Selection =
It's not. That simply gets em' in the door and then they hit the HO with add ons and up charges.


----------



## CApainter (Jun 29, 2007)

SergioThePainter said:


> I tend to just take a look, think about how long the project will take me and give a fair price. I tend to underbid.
> But it seems when I give a number that I think is priced reasonable I usually get ignored.
> I live/work in south Florida and I feel that there are too many "painters" out there working for nothing.
> I see adds on Craigslist offering $50 a room. How is that even possible?


That's exactly how I used to estimate side jobs. Complicate it with family and friends looking for a bargain at the expense of your back, and you've entered into one of the most charitable contributions known to man.


----------



## Jmayspaint (Mar 26, 2013)

I used to use the old eye ball method too, with a little bit of "what do I think this person will pay" mixed in. 

Now though, it's all based on footage. 
X amount for each square foot of wall space or siding, linear foot of trim, X amount per window or door, etc.. 

Once you know your numbers it's so much easier and more consistent that way. 


Sent from my iPhone using Tapatalk


----------



## Gymschu (Mar 11, 2011)

I hate giving estimates yet I know they are the lifeblood of our business. I did it wrong for so many years and I'm sure I still do it wrong, but, part of my problem is living in a depressed economic area so hitting my numbers can be difficult. I find that if I crank up my estimates by 20% or so to get myself what I think I really should earn, I end up sitting at home with little or no work. I'm a knucklehead for sure, but I would rather be busy all year round by being slightly underpriced, than stuck at home half the time because my numbers don't coincide with the economics of where I live.


----------



## lilpaintchic (Jul 9, 2014)

Gymschu said:


> I hate giving estimates yet I know they are the lifeblood of our business. I did it wrong for so many years and I'm sure I still do it wrong, but, part of my problem is living in a depressed economic area so hitting my numbers can be difficult. I find that if I crank up my estimates by 20% or so to get myself what I think I really should earn, I end up sitting at home with little or no work. I'm a knucklehead for sure, but I would rather be busy all year round by being slightly underpriced, than stuck at home half the time because my numbers don't coincide with the economics of where I live.


50% of somethin is better than 100% of nuthin sometimes. Been there, done that. Glad our economy is a bit stronger....but I bet you don't have to sit in traffic 1.5 hrs each way most days...:/ Seattle traffic SUCKS.

Data =
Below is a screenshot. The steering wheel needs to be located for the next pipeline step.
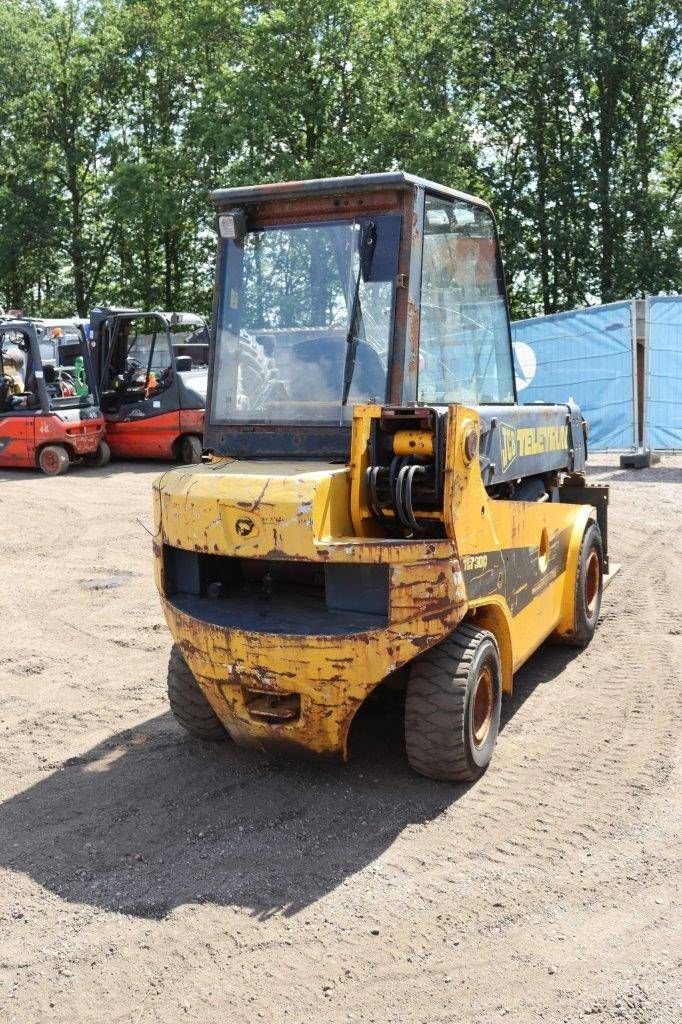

Exercise directions =
Return the passage of the painting-estimates thread verbatim, starting with "X amount for" and going on through "consistent that way.".

Final answer =
X amount for each square foot of wall space or siding, linear foot of trim, X amount per window or door, etc.. 

Once you know your numbers it's so much easier and more consistent that way.